Problem details =>
Extend the assessment below of the Arroyo open-source engine since Cloudflare acquired its team, starting right after its final sentence.

[BEGIN Selection]

In April 2025 Cloudflare acquired the Arroyo team to power Cloudflare Pipelines — a serverless streaming-ingestion service that takes HTTP/Worker events, runs SQL transforms, and lands them in R2 as Iceberg, Parquet, or JSON. The Arroyo team committed in their farewell blog post that the engine would "remain fully open-source and self-hostable" and that they would "continue contributing fixes and features to Arroyo open source."
A year later, here's what the data shows:
- The OSS engine is alive but slow. The last tagged release is v0.15.0 from December 2025 — over four months at the time of writing. Master branch sees commits, but recent commit messages ("Introduce worker job controller mode", "Refactor out common RPC components", "Iceberg error mapping") read like infrastructure plumbing for the Cloudflare integration rather than end-user feature work.
- Cloudflare Pipelines is in open beta and currently does stateless transformations only — no aggregations, joins, or windows yet. Cloudflare's announcement says aggregations and incrementally-updated materialized views are "planned to follow in the first half of 2026."
- The new-feature engine for the Arroyo team is now Cloudflare's. A user picking Arroyo OSS in 2026 needs to understand that the maintainers' day job is building a managed service on top of it. Whether community velocity on the OSS engine will hold up long term is the unanswered question.

[END Selection]
[BEGIN Collected data]

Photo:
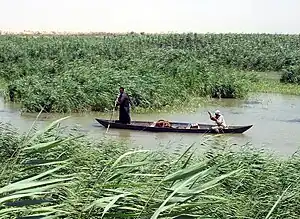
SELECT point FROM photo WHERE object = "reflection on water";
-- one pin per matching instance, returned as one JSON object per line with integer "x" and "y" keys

[END Collected data]

Result of the task =>
This is not an Arroyo-is-dying take. The engine is solid, the codebase is high quality, the Apache 2.0 / MIT licensing protects you against rugpulls, and Cloudflare is a credible long-term steward. It is, however, a different deal than picking an independent open-source project with no commercial overlay.
If you specifically want the OSS streaming engine without depending on a vendor's roadmap, Varpulis is the alternative. If you want a hosted managed service with serverless ingestion and don't want to run a worker pool, Cloudflare Pipelines (when it adds windowing) is the right choice.
Code Comparison
Workload 1: Tumbling 1-minute aggregation per device (Arroyo's home turf)
A device emits temperature readings to a Kafka topic. Compute sum/avg/min/max per device per minute, write to another Kafka topic.
Arroyo — streaming SQL
CREATE TABLE devices_in (
device_id TEXT,
temperature DOUBLE,
ts TIMESTAMP,
WATERMARK FOR ts AS ts - INTERVAL '5' SECOND
) WITH (
connector = 'kafka',
type = 'source',
bootstrap_servers = 'kafka:9092',
topic = 'devices',
format = 'json'
);
CREATE TABLE devices_out (
window_start TIMESTAMP, device_id TEXT,
s DOUBLE, a DOUBLE, mn DOUBLE, mx DOUBLE
) WITH (
connector = 'kafka',
type = 'sink',
bootstrap_servers = 'kafka:9092',
topic = 'devices_agg',
format = 'json'
);
INSERT INTO devices_out
SELECT
window.start AS window_start,
device_id,
sum(temperature),
avg(temperature),
min(temperature),
max(temperature)
FROM (
SELECT tumble(interval '1 minute') AS window, device_id, temperature
FROM devices_in
)
GROUP BY window, device_id;Varpulis — VPL
event Reading:
device_id: str
temperature: float
connector KafkaIn = kafka(brokers: "kafka:9092", topic: "devices")
connector KafkaOut = kafka(brokers: "kafka:9092", topic: "devices_agg")
stream DeviceAgg = Reading
.from(KafkaIn)
.partition_by(device_id)
.window(tumbling: 1m)
.aggregate(
s: sum(temperature),
a: avg(temperature),
mn: min(temperature),
mx: max(temperature)
)
.to(KafkaOut)Both are clean. Arroyo's WATERMARK declaration is a real feature — first-class watermarks in DDL are useful when your event-time and processing-time skew matters. Varpulis's chained-operator pipeline is shorter and easier to scan, but doesn't expose watermark configuration in this example (it's available via .watermark(delay: 5s) if needed).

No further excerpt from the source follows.